◆ The task ◆
In the entries below, copy out word for word the lines that start at the one containing "Localize small dog's" and stop after the one containing "[150, 340, 184, 374]". Include both of those lines and nothing else.

__________________________________________________

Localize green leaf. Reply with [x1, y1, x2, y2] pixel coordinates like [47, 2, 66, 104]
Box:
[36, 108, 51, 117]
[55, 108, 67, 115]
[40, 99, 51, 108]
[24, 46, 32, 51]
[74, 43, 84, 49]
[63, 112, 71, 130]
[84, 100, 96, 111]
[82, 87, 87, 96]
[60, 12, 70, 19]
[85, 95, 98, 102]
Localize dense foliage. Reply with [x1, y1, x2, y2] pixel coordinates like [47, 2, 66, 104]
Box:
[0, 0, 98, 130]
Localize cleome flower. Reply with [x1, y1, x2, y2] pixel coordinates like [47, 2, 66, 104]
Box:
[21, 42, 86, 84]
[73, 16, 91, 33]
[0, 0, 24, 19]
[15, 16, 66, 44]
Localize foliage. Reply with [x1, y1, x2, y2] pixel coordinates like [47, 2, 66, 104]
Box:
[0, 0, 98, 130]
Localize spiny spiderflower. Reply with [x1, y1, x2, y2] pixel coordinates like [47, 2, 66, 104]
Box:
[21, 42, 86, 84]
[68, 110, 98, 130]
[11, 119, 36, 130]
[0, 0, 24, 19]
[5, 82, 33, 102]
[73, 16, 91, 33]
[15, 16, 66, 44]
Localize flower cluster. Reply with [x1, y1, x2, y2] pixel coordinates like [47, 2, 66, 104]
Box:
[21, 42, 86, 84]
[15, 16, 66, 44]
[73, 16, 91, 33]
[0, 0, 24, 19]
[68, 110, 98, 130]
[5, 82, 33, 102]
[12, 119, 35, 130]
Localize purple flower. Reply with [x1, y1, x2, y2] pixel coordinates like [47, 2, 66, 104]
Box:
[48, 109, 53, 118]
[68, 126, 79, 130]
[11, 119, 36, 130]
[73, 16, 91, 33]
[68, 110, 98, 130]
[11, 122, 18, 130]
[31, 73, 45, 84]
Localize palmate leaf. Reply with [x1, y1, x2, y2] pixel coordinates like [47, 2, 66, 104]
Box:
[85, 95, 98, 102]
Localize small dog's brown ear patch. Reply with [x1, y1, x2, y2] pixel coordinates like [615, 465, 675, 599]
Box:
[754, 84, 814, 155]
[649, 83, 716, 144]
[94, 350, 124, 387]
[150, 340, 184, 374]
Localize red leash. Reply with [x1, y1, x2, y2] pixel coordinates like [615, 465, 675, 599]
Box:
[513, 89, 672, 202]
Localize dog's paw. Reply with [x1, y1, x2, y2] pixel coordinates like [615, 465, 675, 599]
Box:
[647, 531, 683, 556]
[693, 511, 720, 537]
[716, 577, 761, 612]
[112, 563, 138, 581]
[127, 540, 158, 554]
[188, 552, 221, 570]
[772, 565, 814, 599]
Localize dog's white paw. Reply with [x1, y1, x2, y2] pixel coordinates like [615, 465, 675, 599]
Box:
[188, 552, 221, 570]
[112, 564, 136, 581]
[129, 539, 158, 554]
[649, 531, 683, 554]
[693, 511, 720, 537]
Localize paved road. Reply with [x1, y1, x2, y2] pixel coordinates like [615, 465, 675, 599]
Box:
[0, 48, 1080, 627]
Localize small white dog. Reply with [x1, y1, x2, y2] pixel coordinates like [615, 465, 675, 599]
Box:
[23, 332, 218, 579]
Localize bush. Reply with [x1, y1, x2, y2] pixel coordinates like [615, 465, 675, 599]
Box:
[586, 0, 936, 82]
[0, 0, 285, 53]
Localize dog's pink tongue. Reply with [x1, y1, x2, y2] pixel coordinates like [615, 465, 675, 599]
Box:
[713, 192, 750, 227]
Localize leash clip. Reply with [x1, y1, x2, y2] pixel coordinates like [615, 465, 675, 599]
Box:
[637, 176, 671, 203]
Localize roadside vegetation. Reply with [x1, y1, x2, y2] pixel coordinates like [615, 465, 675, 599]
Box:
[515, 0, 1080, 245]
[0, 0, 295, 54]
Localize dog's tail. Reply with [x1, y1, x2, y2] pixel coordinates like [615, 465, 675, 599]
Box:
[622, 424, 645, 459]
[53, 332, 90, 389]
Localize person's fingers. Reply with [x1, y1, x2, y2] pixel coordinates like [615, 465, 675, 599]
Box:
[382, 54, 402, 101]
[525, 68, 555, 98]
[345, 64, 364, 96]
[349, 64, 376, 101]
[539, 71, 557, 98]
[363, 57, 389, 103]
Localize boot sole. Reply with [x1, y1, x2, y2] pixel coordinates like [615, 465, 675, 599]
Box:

__________________________________________________

◆ Answer below ◆
Localize small dog's brown ear patch. Reply with [x1, y1, x2, y2] pixel coordinates like [615, 465, 675, 599]
Box:
[754, 84, 814, 155]
[649, 83, 716, 144]
[94, 350, 124, 387]
[150, 340, 184, 374]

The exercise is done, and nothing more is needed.